> [任务要求]:
统计下方记录中含有字符串“sunlit”的行数，只给出数字。

标注点记录:

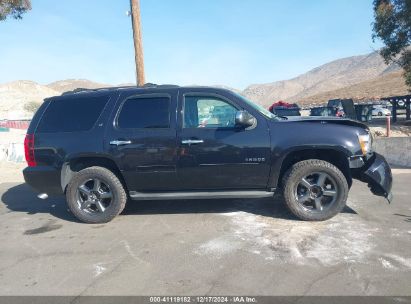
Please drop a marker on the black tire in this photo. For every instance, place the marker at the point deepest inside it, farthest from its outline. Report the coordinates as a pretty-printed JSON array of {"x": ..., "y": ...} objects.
[
  {"x": 76, "y": 197},
  {"x": 334, "y": 184}
]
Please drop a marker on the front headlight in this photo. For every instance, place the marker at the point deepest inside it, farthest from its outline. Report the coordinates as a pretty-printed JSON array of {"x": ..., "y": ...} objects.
[{"x": 365, "y": 141}]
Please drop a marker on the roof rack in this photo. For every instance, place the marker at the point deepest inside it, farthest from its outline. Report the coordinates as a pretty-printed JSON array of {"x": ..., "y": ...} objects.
[{"x": 145, "y": 86}]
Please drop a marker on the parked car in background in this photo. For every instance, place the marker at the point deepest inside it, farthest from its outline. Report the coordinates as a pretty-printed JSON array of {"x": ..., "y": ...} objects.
[
  {"x": 327, "y": 111},
  {"x": 285, "y": 109},
  {"x": 380, "y": 111}
]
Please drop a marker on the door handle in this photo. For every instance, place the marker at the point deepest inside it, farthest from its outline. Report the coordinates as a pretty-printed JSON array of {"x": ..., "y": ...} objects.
[
  {"x": 120, "y": 142},
  {"x": 192, "y": 141}
]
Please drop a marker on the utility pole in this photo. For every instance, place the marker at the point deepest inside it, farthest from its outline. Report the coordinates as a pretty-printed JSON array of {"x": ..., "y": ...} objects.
[{"x": 138, "y": 43}]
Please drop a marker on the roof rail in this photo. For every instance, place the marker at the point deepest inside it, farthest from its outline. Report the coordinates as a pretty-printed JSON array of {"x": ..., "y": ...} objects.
[{"x": 145, "y": 86}]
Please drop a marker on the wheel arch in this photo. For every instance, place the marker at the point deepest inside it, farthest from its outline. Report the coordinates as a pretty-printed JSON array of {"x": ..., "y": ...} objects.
[
  {"x": 76, "y": 164},
  {"x": 334, "y": 156}
]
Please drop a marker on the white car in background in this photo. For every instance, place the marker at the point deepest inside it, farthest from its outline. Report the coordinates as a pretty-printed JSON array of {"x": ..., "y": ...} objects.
[{"x": 380, "y": 111}]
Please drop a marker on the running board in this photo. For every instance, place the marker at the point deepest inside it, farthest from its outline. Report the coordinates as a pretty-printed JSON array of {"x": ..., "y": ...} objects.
[{"x": 199, "y": 195}]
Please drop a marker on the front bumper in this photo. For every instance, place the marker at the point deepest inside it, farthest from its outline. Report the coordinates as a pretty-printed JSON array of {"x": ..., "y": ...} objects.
[{"x": 376, "y": 172}]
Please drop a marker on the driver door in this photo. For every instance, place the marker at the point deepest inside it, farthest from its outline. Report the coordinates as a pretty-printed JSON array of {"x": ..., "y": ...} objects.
[{"x": 213, "y": 153}]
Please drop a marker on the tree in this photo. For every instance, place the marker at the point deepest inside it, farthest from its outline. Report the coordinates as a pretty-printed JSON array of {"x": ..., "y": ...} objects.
[
  {"x": 14, "y": 8},
  {"x": 393, "y": 26}
]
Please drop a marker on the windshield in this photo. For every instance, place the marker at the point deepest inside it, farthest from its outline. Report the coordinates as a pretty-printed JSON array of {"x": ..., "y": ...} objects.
[{"x": 257, "y": 107}]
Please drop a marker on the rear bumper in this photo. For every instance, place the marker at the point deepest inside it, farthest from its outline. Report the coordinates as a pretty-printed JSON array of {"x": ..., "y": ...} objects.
[
  {"x": 377, "y": 173},
  {"x": 43, "y": 179}
]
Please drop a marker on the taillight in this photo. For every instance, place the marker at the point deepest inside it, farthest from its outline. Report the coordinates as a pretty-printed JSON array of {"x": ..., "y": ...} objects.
[{"x": 29, "y": 150}]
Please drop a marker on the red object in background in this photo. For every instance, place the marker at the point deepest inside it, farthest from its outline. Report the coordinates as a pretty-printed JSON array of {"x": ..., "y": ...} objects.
[
  {"x": 340, "y": 113},
  {"x": 281, "y": 103},
  {"x": 29, "y": 150},
  {"x": 15, "y": 124},
  {"x": 388, "y": 125}
]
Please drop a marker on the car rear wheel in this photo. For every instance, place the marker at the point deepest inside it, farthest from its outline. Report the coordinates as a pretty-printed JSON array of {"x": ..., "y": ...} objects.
[
  {"x": 95, "y": 195},
  {"x": 315, "y": 190}
]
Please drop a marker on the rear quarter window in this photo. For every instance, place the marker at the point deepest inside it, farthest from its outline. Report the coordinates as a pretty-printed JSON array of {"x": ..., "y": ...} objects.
[
  {"x": 145, "y": 113},
  {"x": 72, "y": 114}
]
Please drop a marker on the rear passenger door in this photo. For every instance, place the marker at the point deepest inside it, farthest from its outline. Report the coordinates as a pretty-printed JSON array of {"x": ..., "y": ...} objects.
[
  {"x": 214, "y": 154},
  {"x": 142, "y": 140}
]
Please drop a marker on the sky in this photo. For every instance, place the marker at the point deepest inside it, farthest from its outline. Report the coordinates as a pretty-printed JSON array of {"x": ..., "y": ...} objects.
[{"x": 204, "y": 42}]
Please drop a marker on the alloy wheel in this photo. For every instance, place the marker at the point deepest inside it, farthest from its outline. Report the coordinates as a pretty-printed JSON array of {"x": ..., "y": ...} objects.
[
  {"x": 316, "y": 192},
  {"x": 94, "y": 196}
]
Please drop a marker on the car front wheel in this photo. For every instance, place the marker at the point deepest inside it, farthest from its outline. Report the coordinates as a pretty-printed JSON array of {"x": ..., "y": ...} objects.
[
  {"x": 315, "y": 190},
  {"x": 95, "y": 195}
]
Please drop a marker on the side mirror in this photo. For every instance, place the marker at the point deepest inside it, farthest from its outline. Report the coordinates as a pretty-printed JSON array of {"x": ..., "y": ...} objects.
[{"x": 244, "y": 119}]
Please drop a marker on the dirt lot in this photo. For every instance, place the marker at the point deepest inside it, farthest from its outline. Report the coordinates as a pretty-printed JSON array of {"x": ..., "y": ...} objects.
[{"x": 223, "y": 247}]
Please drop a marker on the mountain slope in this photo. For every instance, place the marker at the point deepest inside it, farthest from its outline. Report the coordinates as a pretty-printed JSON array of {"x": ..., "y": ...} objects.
[
  {"x": 334, "y": 75},
  {"x": 72, "y": 84},
  {"x": 14, "y": 95},
  {"x": 391, "y": 84}
]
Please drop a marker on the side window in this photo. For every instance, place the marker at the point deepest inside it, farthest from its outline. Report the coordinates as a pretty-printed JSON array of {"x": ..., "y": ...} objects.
[
  {"x": 72, "y": 114},
  {"x": 208, "y": 112},
  {"x": 145, "y": 112}
]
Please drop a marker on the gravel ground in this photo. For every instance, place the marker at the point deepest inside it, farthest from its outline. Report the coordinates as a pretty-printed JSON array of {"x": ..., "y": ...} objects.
[{"x": 224, "y": 247}]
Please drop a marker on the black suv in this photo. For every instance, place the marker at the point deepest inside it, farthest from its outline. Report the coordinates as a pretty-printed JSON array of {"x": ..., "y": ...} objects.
[{"x": 102, "y": 147}]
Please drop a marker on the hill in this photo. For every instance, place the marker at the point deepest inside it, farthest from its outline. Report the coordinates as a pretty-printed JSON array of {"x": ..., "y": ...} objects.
[
  {"x": 331, "y": 76},
  {"x": 72, "y": 84},
  {"x": 14, "y": 95},
  {"x": 390, "y": 84}
]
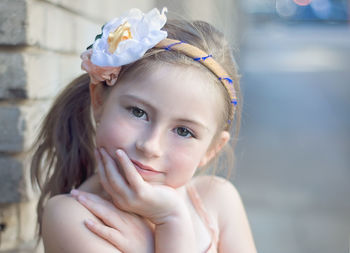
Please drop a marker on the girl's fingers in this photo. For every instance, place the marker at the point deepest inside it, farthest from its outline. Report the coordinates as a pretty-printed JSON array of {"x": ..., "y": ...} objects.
[
  {"x": 111, "y": 235},
  {"x": 113, "y": 176},
  {"x": 102, "y": 174},
  {"x": 131, "y": 174}
]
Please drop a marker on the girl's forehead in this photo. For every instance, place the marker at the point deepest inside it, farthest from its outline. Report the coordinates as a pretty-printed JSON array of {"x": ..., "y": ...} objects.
[{"x": 180, "y": 91}]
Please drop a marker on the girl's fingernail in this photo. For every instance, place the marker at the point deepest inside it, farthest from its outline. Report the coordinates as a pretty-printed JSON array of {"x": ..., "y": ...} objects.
[
  {"x": 82, "y": 199},
  {"x": 119, "y": 152},
  {"x": 74, "y": 192},
  {"x": 89, "y": 222}
]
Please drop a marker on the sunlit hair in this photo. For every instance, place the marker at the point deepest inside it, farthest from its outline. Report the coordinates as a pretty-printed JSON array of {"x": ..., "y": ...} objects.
[{"x": 64, "y": 149}]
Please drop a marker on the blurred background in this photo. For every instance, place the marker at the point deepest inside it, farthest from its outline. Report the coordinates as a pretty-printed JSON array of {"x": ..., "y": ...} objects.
[{"x": 292, "y": 158}]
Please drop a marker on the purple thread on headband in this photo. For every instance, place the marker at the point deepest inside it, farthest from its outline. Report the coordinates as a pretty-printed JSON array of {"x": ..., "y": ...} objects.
[
  {"x": 169, "y": 46},
  {"x": 226, "y": 78},
  {"x": 202, "y": 58}
]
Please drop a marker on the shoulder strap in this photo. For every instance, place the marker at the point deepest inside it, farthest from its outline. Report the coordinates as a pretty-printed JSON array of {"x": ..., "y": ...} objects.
[{"x": 203, "y": 214}]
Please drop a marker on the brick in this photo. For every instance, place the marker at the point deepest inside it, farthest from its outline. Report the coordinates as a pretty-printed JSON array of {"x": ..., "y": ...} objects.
[
  {"x": 103, "y": 10},
  {"x": 12, "y": 75},
  {"x": 20, "y": 222},
  {"x": 19, "y": 124},
  {"x": 35, "y": 74},
  {"x": 10, "y": 178},
  {"x": 11, "y": 128},
  {"x": 57, "y": 29},
  {"x": 13, "y": 24}
]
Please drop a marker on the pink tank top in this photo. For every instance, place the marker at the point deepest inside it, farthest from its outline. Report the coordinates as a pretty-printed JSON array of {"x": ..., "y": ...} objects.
[{"x": 203, "y": 214}]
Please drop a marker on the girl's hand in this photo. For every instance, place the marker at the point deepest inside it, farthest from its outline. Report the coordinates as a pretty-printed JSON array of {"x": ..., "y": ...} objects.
[
  {"x": 126, "y": 231},
  {"x": 132, "y": 194}
]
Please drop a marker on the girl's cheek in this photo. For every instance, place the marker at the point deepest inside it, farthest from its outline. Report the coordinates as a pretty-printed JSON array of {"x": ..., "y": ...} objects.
[{"x": 114, "y": 133}]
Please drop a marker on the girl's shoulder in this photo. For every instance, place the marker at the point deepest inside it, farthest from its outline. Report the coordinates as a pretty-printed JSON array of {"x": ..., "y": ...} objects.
[
  {"x": 218, "y": 196},
  {"x": 221, "y": 198},
  {"x": 63, "y": 228}
]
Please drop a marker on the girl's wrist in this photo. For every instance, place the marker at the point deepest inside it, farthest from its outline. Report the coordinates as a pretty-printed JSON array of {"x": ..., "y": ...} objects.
[{"x": 180, "y": 213}]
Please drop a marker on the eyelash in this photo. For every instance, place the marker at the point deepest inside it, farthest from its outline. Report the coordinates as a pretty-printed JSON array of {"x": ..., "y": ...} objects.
[
  {"x": 191, "y": 135},
  {"x": 134, "y": 109}
]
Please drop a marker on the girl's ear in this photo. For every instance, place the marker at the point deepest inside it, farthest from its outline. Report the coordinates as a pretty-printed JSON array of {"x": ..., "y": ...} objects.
[
  {"x": 222, "y": 139},
  {"x": 96, "y": 92}
]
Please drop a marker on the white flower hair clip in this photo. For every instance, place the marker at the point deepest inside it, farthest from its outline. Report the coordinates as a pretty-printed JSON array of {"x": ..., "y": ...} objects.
[{"x": 123, "y": 40}]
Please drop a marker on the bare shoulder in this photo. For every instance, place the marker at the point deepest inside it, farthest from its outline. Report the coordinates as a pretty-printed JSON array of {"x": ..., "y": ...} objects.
[
  {"x": 63, "y": 228},
  {"x": 216, "y": 191},
  {"x": 222, "y": 199}
]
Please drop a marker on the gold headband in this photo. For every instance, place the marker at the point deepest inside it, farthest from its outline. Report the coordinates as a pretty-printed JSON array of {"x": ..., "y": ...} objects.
[{"x": 205, "y": 59}]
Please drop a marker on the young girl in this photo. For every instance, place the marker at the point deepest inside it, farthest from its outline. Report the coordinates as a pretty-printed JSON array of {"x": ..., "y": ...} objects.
[{"x": 118, "y": 150}]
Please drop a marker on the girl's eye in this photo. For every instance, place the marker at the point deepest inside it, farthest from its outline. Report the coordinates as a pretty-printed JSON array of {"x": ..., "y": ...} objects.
[
  {"x": 137, "y": 112},
  {"x": 184, "y": 132}
]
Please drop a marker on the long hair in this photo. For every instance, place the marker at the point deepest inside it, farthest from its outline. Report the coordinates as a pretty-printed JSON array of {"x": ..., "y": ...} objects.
[{"x": 64, "y": 149}]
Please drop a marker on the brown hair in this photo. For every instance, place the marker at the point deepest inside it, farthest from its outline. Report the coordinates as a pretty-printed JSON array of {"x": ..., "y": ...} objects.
[{"x": 63, "y": 152}]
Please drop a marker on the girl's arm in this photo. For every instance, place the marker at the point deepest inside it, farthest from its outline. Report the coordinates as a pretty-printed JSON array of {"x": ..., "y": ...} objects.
[
  {"x": 235, "y": 233},
  {"x": 160, "y": 204},
  {"x": 63, "y": 228}
]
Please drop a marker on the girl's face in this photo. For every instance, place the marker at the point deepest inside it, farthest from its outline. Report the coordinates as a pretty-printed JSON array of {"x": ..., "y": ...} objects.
[{"x": 165, "y": 122}]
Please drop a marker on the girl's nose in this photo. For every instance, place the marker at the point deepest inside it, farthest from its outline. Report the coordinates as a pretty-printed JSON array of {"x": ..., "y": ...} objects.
[{"x": 150, "y": 143}]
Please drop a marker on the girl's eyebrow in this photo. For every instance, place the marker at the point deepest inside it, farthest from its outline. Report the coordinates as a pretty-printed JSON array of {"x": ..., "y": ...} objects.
[{"x": 152, "y": 107}]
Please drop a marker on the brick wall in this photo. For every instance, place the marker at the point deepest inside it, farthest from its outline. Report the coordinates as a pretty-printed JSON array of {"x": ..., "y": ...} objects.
[{"x": 40, "y": 43}]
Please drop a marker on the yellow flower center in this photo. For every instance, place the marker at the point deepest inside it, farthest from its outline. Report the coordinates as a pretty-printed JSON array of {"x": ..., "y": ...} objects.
[{"x": 121, "y": 33}]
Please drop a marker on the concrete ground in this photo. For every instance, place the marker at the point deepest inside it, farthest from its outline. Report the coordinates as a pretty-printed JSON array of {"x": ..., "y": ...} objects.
[{"x": 293, "y": 156}]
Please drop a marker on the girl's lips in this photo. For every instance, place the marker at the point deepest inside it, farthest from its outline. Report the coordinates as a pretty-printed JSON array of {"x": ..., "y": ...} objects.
[{"x": 144, "y": 167}]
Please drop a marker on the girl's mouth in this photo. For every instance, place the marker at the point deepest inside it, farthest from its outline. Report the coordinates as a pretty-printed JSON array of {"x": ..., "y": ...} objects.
[{"x": 144, "y": 168}]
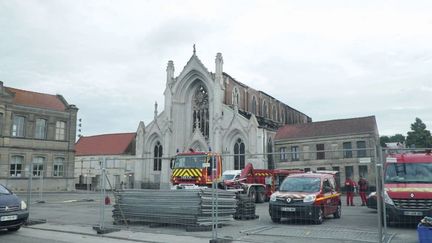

> [参考答案]:
1